— BEGIN Data shown —
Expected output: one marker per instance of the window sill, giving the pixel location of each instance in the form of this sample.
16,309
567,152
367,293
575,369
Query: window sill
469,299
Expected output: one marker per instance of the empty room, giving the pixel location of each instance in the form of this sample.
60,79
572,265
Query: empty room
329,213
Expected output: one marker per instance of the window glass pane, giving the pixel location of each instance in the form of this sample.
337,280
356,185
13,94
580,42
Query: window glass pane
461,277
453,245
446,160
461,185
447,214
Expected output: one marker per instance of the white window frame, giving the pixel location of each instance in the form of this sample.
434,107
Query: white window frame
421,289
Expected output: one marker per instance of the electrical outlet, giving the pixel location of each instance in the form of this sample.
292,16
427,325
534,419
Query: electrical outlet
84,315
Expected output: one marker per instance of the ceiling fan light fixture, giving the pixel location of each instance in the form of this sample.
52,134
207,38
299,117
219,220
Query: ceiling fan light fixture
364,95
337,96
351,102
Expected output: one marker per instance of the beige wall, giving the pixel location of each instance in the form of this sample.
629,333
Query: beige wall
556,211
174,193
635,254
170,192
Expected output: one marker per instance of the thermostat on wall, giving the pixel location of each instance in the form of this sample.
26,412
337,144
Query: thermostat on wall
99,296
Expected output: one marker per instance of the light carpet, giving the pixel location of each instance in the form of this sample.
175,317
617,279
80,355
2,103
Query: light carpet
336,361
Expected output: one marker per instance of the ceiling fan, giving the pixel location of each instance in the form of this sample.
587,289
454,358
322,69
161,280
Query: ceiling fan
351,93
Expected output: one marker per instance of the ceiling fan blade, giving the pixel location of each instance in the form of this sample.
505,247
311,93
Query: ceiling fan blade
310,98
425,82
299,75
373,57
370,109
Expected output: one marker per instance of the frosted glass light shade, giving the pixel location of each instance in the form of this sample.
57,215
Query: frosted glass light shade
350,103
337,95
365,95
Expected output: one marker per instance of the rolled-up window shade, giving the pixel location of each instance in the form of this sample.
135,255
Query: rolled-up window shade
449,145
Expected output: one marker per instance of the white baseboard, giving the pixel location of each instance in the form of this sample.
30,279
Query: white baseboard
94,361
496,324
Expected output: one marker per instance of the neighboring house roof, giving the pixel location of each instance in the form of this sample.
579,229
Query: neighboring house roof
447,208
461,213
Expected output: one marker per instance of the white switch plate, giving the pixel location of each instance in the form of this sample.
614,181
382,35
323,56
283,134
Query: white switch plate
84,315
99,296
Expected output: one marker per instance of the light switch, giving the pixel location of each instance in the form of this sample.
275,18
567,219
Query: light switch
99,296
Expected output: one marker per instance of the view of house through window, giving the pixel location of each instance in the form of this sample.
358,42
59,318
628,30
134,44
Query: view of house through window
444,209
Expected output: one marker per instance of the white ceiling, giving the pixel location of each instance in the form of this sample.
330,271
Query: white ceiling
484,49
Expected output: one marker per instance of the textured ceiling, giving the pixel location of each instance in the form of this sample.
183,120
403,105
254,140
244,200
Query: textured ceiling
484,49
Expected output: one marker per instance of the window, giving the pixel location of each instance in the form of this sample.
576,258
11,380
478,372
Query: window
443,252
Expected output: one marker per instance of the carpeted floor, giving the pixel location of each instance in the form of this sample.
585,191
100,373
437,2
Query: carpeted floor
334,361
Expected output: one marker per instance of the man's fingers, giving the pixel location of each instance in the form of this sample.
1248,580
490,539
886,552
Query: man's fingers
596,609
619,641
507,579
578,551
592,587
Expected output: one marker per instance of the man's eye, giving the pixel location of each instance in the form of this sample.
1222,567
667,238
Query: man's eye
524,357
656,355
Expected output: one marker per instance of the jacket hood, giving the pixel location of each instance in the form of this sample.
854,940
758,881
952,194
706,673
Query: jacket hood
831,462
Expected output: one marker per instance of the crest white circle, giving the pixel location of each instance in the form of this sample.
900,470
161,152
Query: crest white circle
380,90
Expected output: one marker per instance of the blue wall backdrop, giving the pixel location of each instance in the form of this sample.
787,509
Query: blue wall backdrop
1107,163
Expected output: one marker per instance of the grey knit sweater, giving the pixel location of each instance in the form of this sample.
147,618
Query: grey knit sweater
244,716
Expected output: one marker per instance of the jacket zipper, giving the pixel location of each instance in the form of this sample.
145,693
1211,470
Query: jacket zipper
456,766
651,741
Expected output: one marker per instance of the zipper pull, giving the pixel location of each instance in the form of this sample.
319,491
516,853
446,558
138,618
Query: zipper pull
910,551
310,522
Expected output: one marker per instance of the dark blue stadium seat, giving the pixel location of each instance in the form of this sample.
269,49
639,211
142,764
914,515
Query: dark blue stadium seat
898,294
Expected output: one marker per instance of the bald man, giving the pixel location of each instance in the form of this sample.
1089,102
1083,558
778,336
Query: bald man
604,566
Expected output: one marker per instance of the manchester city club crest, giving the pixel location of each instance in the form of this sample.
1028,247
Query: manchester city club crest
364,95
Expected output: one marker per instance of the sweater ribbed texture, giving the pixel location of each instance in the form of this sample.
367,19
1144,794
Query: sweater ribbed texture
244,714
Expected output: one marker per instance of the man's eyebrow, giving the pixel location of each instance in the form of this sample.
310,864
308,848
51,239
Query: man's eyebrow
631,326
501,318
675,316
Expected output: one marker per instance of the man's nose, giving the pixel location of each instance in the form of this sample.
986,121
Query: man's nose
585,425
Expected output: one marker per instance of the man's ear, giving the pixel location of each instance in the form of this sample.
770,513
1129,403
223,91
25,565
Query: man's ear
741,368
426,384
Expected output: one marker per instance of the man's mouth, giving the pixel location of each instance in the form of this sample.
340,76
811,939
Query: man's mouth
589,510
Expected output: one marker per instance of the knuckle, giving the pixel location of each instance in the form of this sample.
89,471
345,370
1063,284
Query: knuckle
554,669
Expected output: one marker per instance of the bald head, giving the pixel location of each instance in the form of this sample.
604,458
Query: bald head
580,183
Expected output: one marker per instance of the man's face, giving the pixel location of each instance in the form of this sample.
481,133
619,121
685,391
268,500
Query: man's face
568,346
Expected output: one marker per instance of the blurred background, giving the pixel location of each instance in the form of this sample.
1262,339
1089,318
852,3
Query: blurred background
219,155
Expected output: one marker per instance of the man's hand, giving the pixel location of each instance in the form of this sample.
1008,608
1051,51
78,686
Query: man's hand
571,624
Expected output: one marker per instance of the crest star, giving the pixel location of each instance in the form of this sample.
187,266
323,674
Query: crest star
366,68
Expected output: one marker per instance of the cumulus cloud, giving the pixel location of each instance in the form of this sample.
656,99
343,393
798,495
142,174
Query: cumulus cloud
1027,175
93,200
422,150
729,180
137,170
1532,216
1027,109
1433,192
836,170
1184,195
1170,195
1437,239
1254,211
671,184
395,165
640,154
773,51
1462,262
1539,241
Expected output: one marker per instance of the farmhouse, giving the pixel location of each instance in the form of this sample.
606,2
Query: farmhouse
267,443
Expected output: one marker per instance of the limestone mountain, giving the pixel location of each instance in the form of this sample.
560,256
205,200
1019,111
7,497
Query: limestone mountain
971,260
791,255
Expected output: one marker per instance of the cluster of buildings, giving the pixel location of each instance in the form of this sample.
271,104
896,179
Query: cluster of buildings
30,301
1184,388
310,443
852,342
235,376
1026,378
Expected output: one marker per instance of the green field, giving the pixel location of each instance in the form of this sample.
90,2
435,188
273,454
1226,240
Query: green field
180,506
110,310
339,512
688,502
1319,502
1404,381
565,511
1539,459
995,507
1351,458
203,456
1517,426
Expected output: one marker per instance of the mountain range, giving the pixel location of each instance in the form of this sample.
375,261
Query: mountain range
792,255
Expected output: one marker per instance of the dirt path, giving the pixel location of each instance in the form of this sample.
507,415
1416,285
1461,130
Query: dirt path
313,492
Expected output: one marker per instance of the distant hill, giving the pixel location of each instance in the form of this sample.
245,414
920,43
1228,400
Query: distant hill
— END Data shown —
In the records, substitute "gravel path" for "dirt path" from the line with "Expected output: one marker per instance of the mountain" through the end of the records. Reproduce only those lines, with every other part unchanged.

Written solution —
Expected output: one marker per instance of the mountain range, giving the pixel location of each instance in the form of this sample.
375,261
Query: mountain range
792,255
Expected output: one marker per instance of the gravel path, giving the pixel location of each instance in the form of this sample.
507,415
1416,285
1461,130
Query: gravel path
313,492
Expected output: one marker per instance of the distant hill, giving the pixel location of each instance in the form of this sample.
245,414
920,43
1228,400
Query: distant hill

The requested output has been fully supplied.